TASK PROMPT.
Reproduce the listing below, replacing every "one-line" with "single-line" and leaving everything else unchanged.

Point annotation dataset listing
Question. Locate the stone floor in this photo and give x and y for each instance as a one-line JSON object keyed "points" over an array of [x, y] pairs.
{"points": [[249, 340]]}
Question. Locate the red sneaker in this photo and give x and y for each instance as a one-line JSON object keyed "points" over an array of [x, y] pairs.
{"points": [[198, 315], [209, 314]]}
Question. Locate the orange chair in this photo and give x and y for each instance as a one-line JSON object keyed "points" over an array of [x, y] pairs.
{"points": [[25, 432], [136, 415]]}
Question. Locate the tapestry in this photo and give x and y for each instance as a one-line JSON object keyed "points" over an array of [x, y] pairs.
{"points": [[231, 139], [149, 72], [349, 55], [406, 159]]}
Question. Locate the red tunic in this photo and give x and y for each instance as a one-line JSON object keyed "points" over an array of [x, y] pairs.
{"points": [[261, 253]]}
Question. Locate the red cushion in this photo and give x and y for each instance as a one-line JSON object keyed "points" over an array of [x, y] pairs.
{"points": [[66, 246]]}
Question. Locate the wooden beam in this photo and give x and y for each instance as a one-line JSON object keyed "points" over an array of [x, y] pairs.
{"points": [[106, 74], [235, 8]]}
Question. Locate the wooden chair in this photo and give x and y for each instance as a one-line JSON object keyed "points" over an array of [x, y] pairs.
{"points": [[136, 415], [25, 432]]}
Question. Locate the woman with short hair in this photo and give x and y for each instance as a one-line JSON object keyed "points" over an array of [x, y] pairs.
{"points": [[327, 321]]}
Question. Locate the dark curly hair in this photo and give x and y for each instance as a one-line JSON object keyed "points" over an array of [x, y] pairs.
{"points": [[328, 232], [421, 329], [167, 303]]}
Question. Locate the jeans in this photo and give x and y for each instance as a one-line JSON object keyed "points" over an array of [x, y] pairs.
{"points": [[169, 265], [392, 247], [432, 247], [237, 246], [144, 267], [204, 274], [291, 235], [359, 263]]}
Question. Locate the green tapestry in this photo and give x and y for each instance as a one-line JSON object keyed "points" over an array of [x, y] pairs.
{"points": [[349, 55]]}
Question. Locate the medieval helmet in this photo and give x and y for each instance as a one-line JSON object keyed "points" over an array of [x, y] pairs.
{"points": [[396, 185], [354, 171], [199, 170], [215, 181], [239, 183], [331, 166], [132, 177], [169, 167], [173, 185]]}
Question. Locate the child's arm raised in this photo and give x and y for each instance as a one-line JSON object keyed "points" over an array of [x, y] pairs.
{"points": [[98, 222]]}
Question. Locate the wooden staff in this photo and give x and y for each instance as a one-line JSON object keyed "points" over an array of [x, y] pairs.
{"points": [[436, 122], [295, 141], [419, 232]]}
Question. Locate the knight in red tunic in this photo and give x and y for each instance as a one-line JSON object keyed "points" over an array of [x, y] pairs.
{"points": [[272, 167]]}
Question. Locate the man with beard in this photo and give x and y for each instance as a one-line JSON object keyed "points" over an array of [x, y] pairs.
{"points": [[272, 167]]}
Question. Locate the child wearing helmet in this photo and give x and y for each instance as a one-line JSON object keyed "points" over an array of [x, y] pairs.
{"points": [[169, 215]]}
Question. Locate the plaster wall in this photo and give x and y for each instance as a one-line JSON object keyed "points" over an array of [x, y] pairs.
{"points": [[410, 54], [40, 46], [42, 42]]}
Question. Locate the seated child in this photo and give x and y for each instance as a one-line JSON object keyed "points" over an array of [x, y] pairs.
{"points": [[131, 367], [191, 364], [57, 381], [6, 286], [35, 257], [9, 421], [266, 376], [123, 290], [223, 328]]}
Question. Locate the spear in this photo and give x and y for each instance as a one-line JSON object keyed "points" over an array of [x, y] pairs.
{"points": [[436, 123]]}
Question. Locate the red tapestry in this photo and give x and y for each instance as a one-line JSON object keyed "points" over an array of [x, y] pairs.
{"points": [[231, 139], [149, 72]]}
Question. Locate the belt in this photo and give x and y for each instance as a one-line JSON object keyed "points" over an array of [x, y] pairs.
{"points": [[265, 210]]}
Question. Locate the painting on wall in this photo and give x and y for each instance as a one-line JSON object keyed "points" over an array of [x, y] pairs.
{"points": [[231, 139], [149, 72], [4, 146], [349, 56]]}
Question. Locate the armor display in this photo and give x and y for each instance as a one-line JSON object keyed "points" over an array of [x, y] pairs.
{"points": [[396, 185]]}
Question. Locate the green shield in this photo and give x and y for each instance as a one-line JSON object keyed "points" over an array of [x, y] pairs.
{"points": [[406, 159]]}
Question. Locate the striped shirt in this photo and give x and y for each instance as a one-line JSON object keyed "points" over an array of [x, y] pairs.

CORRECT ANSWER.
Question. Locate the stone floor in this photo and give x and y for each instance as a single-line JSON object keyed "points" over an array of [x, y] pairs.
{"points": [[249, 340]]}
Question. Locate the red sneaker in this photo and give x and y for each instance as a single-line JSON object keyed "points" over an array of [x, y] pairs.
{"points": [[198, 315], [209, 314]]}
Question. Locate the orange chair in this photo and give x and y for each instance as a single-line JSON object keyed "points" over an array of [x, y] pairs.
{"points": [[25, 432], [136, 415]]}
Question. Locate the tapestry in this photo and give x and y for each instance as a single-line JSON object keyed "points" over an array of [x, y] pairs.
{"points": [[231, 139], [149, 72], [349, 55], [406, 159]]}
Question. Locate the red tunic in this photo and give x and y for each instance as a single-line JSON object keyed "points" over an array of [x, y] pairs.
{"points": [[261, 253]]}
Question. Locate the red cushion in this photo and give x and y for each instance as a single-line JSON object keyed "points" over an array of [x, y] pairs.
{"points": [[66, 246]]}
Question. Locate the wooden beam in this photo and give x and y for each instance as a single-line JSON object keyed "points" over an array of [x, y] pairs.
{"points": [[106, 74], [235, 8]]}
Question. Locate the wooden chair in this photo and give x and y for each instance as a single-line JSON object keyed "points" over an array of [x, y] pairs.
{"points": [[136, 415], [25, 432]]}
Question. Locate the woman with short hair in this photo and give x and y for each instance as a single-line JSON object keyed "points" over an array of [x, y] pairs.
{"points": [[327, 321]]}
Question. Locate the dark curly hair in this photo and give x and y for each instance as a single-line JSON object keyed "points" over an array of [x, y] pairs.
{"points": [[328, 232], [421, 329], [167, 303]]}
Question. Locate the jeans in this photo and give x and y for each instance as a single-line JSON object keyed "points" over an array of [x, y] pairs.
{"points": [[169, 265], [392, 247], [432, 247], [237, 246], [144, 267], [204, 274], [291, 235], [359, 263]]}
Question. Locate the green tapestry in this photo and give x and y for each instance as a single-line JSON object keyed "points" over an array of [x, y] pairs.
{"points": [[349, 55]]}
Question. Locate the medieval helmet in this photo and give x and y for each instance as a single-line JSON object keyed "points" over an array of [x, y] pairs.
{"points": [[396, 185], [354, 171], [199, 170], [215, 181], [239, 183], [331, 166], [132, 177], [169, 167], [173, 185]]}
Question. Locate the child's arm raised in this photo and give x and y for each instance as a single-line JSON object keyed "points" over an array of [x, y] pairs.
{"points": [[98, 222]]}
Question. Locate the wooden staff in this photo and give x and y for each instance as a single-line JSON object keyed "points" over an array of [x, y] pairs.
{"points": [[436, 122], [295, 141], [419, 232]]}
Question. Locate the knight in red tunic in this photo and give x and y for each instance as a single-line JSON object keyed "points" over an array of [x, y] pairs.
{"points": [[272, 167]]}
Question. Locate the man with beard in this photo and give x and y for each instance as a single-line JSON object keyed "points" over an array of [x, y] pairs.
{"points": [[272, 167]]}
Question. Locate the child wearing helmet in this photo and give x and y for each instance as a single-line JSON object keyed "points" over an array of [x, y] pairs.
{"points": [[169, 215]]}
Question. Locate the plaster wall in this photo and give x and y for each instance as a single-line JSON object keyed "points" over an array of [x, y] pairs.
{"points": [[410, 54], [40, 46], [42, 42]]}
Question. Locate the seated child in this photo and give x and y for each instance as a single-line JSON object keyed "points" over an array of [x, y] pairs.
{"points": [[131, 367], [191, 364], [57, 381], [6, 286], [35, 257], [9, 421], [266, 376], [123, 290], [223, 328]]}
Question. Locate the spear in this photo and give x and y for each instance as a single-line JSON object keyed "points" over an array of [x, y] pairs.
{"points": [[436, 123]]}
Question. Locate the red tapestry in this photo and give x and y for each instance as a single-line JSON object keyed "points" over an array of [x, y] pairs.
{"points": [[231, 139], [149, 72]]}
Question. Locate the belt in this photo and give x and y for each instance as a single-line JSON object keyed "points" over an array of [x, y] pairs.
{"points": [[265, 210]]}
Question. Locate the painting on wall in this photo and give x and y for each instance as a single-line JSON object keyed "points" over an array of [x, y] pairs.
{"points": [[231, 139], [149, 72], [4, 146], [349, 56]]}
Question. Locate the armor display in this photo and give x and y for each instance as a single-line JSON object keyed "points" over an array of [x, y] pairs.
{"points": [[396, 185]]}
Question. Locate the green shield in this photo and give x and y for each instance as a single-line JSON object keyed "points" over an array of [x, y] pairs.
{"points": [[406, 159]]}
Question. Locate the striped shirt in this photo and give x and y for each instance as a single-line JSON object keyed "points" over an array of [x, y] pairs.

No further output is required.